**Exercise description:**
Tally the lines of the records below that contain the word "white", and give only that number.

**Data provided:**
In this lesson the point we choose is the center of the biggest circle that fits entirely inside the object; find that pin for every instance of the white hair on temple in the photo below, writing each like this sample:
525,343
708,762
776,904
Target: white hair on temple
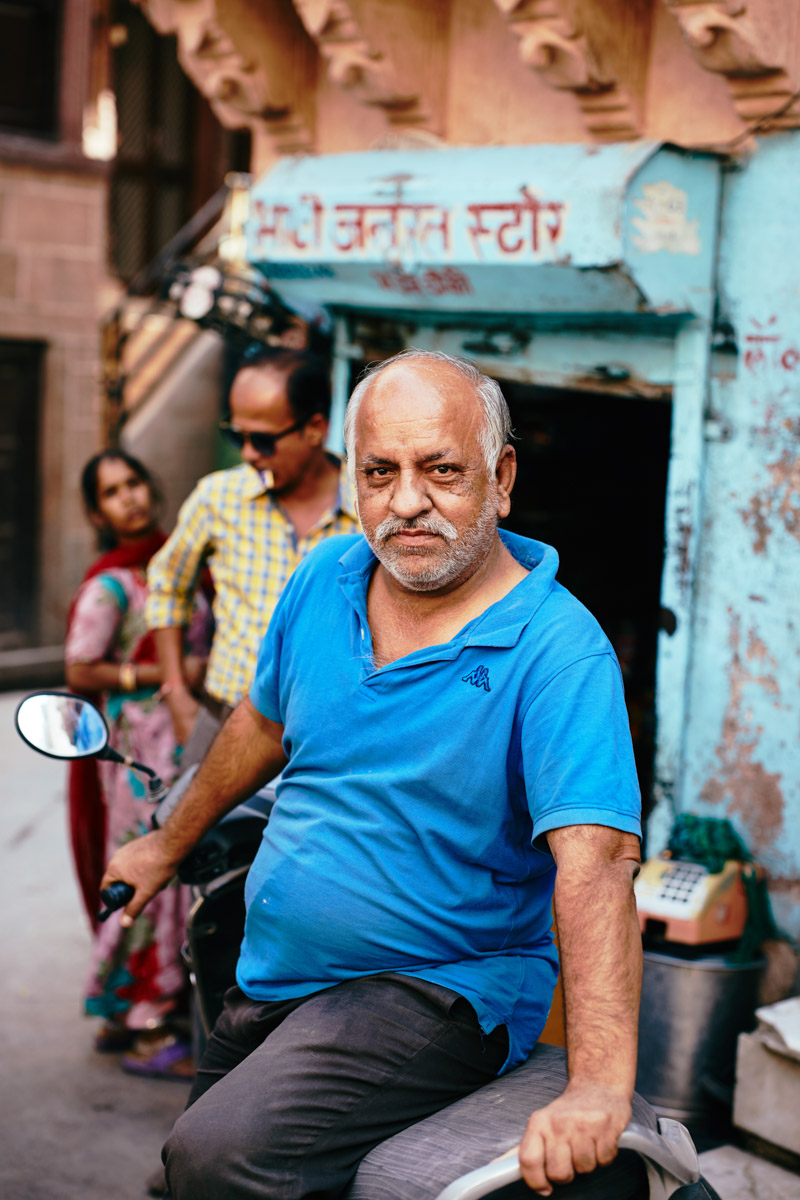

**Solution to the exercise:**
2